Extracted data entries
⁂
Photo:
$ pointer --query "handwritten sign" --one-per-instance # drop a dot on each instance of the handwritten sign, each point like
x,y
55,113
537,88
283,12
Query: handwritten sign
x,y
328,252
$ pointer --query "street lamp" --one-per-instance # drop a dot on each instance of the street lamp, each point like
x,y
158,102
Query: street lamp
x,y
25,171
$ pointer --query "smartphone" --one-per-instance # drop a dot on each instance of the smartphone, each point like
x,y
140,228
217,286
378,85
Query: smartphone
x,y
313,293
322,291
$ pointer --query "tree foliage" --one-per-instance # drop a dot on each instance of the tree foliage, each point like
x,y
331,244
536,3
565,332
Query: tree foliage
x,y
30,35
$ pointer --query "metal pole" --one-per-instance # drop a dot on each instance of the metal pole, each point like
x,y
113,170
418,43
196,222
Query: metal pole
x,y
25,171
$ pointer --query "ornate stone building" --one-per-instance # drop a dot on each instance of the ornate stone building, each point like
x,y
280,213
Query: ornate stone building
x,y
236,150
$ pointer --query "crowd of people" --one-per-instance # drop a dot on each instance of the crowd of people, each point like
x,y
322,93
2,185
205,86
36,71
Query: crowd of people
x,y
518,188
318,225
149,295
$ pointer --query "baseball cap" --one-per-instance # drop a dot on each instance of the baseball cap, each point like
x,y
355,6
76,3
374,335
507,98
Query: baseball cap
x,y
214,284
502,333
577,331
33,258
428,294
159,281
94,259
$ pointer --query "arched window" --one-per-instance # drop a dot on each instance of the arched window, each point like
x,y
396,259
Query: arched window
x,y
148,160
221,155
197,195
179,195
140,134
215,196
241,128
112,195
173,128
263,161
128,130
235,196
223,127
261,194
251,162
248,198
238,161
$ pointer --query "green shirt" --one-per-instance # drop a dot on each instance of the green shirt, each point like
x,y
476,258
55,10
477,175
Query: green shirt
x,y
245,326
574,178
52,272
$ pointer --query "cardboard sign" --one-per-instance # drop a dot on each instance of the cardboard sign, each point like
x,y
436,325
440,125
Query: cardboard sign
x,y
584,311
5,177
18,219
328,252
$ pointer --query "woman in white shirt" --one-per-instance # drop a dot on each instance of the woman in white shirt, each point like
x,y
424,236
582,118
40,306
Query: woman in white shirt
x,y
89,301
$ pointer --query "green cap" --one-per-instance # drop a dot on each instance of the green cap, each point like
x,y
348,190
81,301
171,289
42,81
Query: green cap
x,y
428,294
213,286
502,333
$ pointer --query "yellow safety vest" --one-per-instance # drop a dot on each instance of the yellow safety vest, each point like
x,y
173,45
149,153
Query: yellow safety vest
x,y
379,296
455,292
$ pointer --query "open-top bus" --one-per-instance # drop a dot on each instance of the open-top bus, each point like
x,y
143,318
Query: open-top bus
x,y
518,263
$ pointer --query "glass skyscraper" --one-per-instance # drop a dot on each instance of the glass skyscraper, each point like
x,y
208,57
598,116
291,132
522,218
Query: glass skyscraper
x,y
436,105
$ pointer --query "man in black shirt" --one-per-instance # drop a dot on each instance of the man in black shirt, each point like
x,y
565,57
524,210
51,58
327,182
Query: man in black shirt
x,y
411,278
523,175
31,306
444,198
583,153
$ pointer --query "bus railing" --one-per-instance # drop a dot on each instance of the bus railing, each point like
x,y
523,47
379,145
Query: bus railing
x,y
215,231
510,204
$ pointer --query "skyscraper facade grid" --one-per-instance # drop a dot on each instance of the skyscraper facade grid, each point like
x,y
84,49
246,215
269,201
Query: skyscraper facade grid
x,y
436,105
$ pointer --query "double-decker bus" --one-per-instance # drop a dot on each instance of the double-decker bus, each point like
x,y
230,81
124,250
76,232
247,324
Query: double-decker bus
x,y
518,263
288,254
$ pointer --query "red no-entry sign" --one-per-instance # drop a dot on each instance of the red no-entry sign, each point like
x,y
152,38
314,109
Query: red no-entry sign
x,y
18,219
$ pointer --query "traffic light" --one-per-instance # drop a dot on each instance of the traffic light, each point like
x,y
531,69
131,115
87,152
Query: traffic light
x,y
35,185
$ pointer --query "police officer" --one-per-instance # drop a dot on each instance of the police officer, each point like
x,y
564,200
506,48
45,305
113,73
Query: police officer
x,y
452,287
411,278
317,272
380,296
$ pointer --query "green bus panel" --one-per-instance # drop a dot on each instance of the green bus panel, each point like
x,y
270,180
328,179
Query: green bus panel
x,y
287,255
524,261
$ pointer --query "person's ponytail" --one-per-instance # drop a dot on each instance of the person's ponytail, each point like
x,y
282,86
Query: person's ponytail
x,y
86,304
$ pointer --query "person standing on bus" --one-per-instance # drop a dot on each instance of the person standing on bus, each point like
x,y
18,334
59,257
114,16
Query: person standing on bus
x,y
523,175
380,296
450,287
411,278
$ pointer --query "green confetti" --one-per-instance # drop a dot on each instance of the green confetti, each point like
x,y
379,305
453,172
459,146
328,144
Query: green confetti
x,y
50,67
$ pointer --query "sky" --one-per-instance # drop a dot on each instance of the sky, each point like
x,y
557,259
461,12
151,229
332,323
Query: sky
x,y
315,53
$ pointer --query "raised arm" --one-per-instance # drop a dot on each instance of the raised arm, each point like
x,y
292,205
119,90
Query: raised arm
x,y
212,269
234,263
⁂
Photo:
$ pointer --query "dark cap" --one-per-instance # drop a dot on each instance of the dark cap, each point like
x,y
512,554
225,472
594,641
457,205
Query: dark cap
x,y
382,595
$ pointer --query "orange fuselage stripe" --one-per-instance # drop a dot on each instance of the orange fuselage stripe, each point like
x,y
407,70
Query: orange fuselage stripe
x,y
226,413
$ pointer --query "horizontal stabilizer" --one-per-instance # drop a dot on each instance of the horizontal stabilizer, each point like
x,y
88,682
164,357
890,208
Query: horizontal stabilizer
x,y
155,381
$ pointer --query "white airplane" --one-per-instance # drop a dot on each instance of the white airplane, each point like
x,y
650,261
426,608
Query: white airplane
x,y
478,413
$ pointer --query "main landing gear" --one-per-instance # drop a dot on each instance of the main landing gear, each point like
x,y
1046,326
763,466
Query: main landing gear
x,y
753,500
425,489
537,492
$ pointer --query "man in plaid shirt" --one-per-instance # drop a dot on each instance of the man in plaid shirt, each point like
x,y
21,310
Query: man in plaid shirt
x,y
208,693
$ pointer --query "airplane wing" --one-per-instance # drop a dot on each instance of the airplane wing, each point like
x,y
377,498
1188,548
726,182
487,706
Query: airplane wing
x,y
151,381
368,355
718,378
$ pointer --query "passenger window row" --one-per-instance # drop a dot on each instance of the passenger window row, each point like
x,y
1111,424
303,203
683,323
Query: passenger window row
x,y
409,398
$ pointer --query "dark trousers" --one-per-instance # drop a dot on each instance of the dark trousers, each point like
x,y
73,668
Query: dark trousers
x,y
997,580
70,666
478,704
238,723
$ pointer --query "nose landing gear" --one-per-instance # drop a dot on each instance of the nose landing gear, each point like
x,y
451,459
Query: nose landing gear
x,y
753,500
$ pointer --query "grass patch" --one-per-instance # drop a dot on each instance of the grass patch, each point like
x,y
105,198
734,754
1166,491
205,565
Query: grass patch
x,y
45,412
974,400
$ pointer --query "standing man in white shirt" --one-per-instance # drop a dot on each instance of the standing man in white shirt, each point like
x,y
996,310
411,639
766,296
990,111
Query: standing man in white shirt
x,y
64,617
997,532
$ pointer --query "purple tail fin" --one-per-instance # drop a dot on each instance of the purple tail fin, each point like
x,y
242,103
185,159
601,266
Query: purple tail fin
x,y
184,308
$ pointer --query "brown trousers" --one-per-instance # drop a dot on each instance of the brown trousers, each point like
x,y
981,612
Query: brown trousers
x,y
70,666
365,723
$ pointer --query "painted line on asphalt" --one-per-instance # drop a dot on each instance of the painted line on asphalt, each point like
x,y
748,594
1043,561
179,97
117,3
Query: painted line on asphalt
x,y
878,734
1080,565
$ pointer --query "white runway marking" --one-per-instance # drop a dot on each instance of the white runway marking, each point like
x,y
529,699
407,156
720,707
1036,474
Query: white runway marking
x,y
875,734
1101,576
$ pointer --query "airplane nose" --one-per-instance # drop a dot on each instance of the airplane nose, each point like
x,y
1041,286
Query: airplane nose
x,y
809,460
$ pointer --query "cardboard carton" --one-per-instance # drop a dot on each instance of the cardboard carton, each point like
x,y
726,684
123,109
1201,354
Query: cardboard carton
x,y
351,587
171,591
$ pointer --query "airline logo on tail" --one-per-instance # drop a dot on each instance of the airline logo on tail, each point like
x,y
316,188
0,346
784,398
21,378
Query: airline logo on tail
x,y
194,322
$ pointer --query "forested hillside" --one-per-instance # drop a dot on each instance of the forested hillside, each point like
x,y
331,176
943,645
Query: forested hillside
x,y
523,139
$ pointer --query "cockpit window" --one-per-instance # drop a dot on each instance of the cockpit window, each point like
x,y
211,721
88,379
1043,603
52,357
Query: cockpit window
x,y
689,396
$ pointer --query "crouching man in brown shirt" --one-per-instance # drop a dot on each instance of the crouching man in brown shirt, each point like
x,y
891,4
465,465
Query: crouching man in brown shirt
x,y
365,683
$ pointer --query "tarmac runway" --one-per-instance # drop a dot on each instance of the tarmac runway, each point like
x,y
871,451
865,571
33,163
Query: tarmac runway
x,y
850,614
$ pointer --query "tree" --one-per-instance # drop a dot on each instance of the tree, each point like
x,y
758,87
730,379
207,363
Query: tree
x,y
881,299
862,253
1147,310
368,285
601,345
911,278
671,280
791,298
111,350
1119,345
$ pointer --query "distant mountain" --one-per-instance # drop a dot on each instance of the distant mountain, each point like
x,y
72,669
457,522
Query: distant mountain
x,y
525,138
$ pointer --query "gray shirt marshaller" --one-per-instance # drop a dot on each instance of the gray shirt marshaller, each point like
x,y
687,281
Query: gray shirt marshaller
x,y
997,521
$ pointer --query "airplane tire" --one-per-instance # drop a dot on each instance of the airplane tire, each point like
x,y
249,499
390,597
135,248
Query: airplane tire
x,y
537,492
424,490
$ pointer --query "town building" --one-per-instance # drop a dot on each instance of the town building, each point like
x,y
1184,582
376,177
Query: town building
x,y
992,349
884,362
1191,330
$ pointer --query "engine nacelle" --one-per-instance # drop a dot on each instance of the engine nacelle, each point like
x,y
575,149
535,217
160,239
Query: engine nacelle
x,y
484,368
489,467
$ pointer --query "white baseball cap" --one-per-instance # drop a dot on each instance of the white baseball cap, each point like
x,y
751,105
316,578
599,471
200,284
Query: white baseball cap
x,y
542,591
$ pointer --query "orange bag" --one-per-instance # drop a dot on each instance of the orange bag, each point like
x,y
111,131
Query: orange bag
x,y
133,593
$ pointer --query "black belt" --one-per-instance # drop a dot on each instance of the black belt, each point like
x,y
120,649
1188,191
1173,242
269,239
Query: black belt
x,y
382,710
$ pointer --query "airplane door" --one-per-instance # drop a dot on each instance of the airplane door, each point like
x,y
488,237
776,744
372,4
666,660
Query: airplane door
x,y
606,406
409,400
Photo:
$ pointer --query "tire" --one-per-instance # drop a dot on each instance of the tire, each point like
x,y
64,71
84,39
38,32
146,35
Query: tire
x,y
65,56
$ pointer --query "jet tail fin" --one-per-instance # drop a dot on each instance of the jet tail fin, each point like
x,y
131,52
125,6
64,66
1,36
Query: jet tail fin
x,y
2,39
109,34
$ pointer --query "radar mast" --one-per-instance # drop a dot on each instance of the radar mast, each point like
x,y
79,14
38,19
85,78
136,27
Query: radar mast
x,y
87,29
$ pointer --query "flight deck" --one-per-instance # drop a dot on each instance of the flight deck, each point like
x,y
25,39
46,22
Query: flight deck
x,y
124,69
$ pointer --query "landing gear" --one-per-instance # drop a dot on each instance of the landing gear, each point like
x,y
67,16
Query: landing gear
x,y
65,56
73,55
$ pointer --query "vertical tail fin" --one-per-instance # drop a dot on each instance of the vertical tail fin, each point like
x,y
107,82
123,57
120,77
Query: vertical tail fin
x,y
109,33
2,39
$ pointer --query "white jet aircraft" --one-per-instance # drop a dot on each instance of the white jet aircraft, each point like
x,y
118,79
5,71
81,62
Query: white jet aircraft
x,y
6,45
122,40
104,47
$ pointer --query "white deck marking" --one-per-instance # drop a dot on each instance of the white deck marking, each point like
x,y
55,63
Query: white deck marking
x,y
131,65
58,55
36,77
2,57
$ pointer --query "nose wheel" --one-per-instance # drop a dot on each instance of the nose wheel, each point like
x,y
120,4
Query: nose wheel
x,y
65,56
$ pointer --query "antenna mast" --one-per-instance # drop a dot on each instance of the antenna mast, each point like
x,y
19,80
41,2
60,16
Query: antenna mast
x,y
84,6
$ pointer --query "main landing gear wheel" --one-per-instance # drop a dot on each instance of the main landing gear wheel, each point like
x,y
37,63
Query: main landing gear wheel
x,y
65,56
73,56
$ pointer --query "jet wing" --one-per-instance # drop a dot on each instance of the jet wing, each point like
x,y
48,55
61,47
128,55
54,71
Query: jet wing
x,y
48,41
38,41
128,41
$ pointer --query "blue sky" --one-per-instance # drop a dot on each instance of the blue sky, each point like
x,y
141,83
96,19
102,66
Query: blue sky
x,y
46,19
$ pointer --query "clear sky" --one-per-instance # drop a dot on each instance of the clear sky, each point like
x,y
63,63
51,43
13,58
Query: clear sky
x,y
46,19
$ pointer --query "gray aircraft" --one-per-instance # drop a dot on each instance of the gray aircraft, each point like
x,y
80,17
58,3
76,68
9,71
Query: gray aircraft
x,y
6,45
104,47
⁂
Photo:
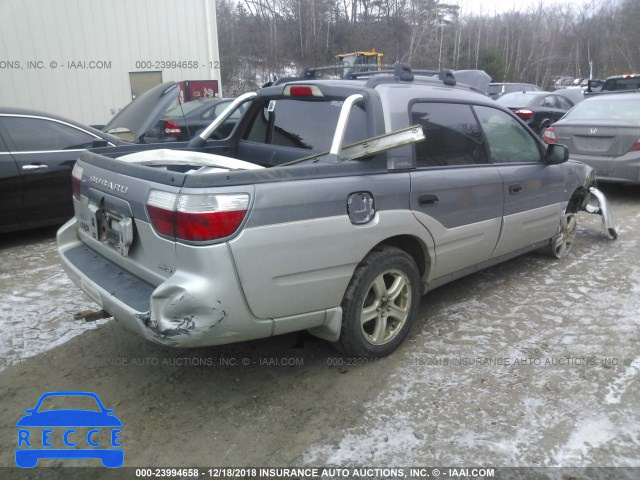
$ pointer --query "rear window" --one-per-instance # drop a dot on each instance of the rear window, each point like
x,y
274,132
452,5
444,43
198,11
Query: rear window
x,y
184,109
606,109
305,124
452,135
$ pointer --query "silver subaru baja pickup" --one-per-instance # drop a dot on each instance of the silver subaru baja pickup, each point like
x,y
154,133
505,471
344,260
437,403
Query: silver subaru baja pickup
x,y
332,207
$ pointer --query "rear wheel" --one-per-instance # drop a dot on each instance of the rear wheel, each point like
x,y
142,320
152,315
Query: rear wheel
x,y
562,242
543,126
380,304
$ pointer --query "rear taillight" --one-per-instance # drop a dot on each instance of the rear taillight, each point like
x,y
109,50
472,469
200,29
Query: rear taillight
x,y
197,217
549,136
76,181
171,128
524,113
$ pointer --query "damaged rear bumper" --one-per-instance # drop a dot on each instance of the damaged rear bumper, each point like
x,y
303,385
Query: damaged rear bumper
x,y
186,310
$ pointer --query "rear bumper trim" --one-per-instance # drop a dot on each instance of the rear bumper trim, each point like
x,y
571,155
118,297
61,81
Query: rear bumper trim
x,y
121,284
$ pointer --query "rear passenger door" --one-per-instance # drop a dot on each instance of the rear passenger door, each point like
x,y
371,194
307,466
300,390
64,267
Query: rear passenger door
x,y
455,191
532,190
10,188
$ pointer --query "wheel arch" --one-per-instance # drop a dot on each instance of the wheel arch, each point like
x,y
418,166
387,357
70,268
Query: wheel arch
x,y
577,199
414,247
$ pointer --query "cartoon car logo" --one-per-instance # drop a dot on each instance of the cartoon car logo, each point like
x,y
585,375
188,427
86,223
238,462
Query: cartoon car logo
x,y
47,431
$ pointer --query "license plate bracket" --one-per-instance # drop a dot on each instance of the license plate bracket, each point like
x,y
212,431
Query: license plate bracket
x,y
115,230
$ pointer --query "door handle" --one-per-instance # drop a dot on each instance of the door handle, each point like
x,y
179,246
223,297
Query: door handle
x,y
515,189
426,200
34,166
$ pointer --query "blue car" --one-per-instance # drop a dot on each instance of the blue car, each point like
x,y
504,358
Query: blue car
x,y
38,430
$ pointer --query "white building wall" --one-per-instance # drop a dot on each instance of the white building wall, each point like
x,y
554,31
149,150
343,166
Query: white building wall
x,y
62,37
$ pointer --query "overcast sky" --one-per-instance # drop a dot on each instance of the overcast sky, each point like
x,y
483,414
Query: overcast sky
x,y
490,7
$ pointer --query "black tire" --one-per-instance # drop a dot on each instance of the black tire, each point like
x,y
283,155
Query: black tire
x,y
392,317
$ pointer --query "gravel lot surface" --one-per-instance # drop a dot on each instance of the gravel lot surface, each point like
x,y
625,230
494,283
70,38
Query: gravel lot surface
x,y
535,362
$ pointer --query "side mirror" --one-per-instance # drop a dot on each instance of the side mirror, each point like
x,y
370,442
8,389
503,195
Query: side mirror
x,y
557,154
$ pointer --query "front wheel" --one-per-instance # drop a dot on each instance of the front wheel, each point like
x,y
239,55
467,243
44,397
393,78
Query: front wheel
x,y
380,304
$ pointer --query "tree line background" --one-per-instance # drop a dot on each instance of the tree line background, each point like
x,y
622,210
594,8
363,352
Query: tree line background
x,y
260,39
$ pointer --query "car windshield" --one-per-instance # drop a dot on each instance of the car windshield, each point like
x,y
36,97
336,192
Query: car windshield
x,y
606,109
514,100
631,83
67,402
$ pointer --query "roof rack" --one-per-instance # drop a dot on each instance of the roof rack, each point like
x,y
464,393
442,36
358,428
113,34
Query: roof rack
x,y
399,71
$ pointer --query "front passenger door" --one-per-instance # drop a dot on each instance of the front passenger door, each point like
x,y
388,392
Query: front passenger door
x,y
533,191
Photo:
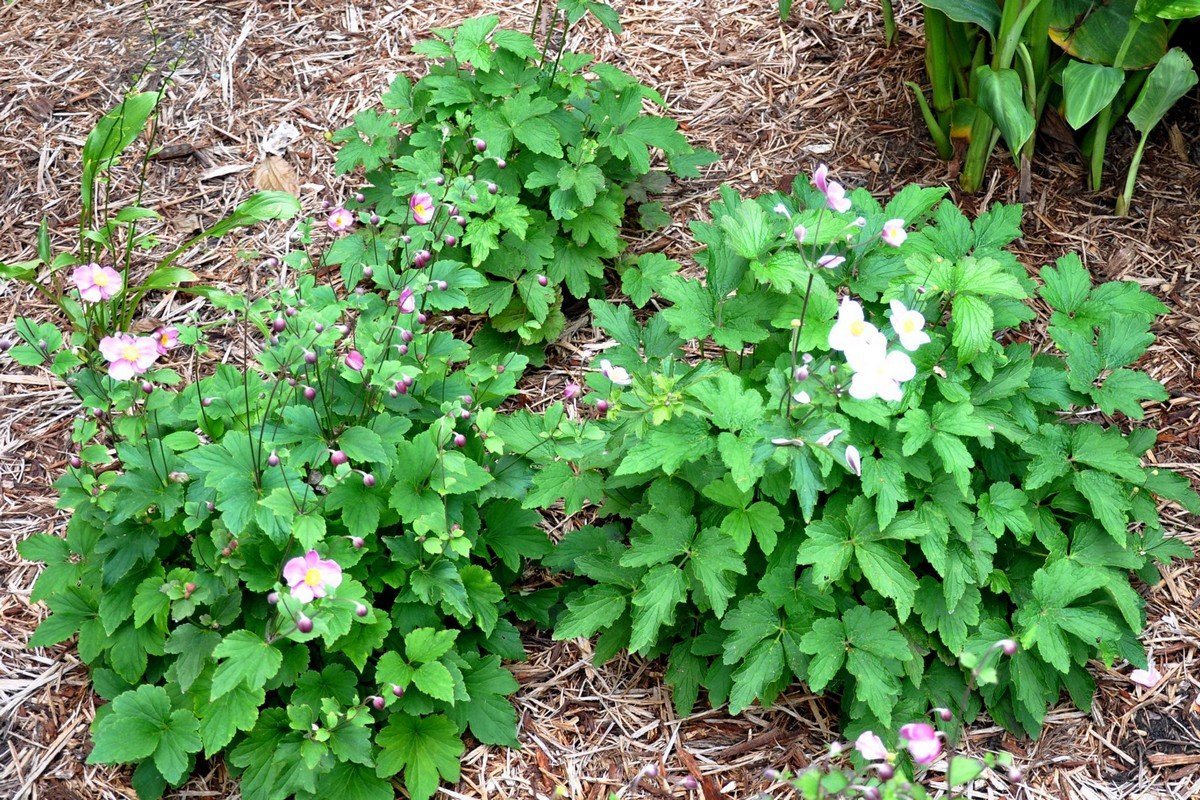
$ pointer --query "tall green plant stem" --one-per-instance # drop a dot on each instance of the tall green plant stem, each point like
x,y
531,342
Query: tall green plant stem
⁂
Exercise requirements: Which lines of the items above contain the string "antenna"? Pick out and copy each of those lines, treating uppercase and lowercase as different.

Answer for this exercise:
$ pointer --query "antenna mast" --one-per-instance # drop a dot on each instance of the antenna mast, each point like
Query: antenna mast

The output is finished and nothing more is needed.